STATED TASK: Rewrite every line of the data below as a JSON list of strings, with one string per line and blank lines omitted. Leave the pictures out of your answer.

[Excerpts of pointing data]
## START

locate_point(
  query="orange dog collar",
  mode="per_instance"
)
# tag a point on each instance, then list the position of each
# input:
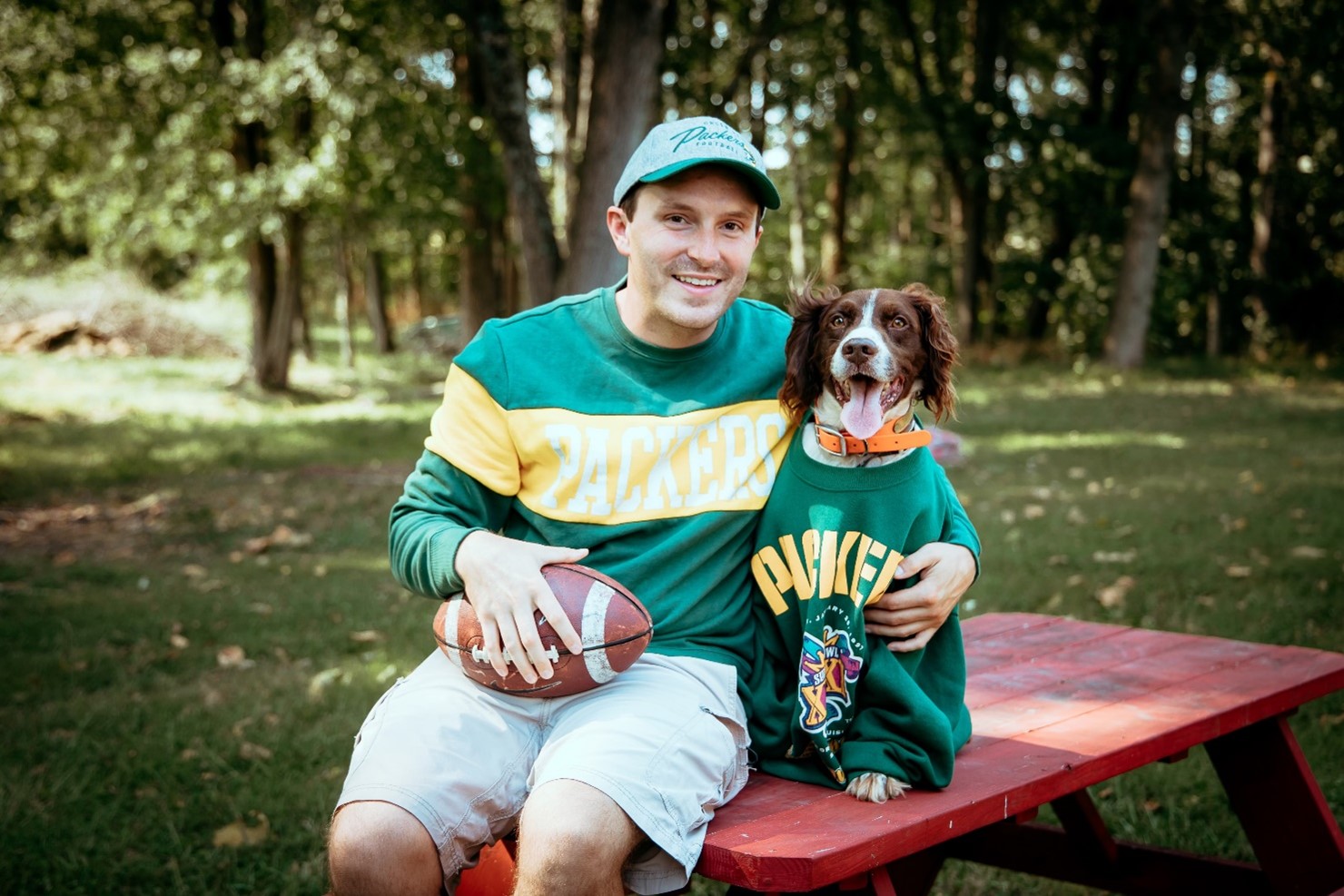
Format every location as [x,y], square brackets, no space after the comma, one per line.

## END

SOLUTION:
[
  "locate_point(",
  "  query=\"orange dog collar\",",
  "  mode=\"per_instance\"",
  ")",
  "# tag a point on each instance, then list the position of each",
  "# input:",
  "Format every location as [x,y], square brackets, no space after the comma, one per line."
]